Dataset records

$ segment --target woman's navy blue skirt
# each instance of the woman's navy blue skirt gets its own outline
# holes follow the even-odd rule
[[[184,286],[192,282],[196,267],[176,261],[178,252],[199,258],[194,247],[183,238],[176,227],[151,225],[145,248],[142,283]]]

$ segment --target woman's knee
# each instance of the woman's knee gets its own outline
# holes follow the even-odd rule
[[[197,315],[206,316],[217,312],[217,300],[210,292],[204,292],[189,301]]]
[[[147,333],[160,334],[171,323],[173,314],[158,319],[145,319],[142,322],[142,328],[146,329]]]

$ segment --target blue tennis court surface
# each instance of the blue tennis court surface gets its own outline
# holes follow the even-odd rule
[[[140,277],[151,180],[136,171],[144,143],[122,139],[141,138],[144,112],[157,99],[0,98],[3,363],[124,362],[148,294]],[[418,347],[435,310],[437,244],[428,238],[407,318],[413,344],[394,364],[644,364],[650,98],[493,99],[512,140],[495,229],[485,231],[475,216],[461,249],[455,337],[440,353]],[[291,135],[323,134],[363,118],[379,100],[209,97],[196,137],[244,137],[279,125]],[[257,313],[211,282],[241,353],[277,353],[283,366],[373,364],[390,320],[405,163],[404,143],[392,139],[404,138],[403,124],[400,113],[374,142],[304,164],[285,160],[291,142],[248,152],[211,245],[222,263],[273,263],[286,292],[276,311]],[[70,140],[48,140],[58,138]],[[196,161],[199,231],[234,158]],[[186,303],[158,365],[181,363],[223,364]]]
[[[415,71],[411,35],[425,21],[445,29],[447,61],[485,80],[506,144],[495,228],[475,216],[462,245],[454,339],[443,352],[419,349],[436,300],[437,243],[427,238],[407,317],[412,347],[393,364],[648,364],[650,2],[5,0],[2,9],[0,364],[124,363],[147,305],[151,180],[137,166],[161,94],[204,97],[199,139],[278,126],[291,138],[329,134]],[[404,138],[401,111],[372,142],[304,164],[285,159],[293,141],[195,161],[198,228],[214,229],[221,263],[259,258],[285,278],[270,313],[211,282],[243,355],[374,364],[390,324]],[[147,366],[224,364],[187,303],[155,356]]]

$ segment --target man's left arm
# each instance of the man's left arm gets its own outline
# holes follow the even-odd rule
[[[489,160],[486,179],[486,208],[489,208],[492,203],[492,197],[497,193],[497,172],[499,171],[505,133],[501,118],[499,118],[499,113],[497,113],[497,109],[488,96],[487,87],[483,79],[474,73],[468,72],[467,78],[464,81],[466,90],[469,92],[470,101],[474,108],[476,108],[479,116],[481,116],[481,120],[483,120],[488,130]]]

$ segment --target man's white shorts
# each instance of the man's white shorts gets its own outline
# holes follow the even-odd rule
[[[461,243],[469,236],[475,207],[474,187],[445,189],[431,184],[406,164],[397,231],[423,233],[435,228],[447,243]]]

→ **Problem**
What lines in the records contain the word "target"? Return each one.

→ **Result below**
$ segment --target woman's navy blue skirt
$ segment --target woman's knee
$ segment --target blue tennis court surface
$ segment --target man's left arm
$ segment --target man's white shorts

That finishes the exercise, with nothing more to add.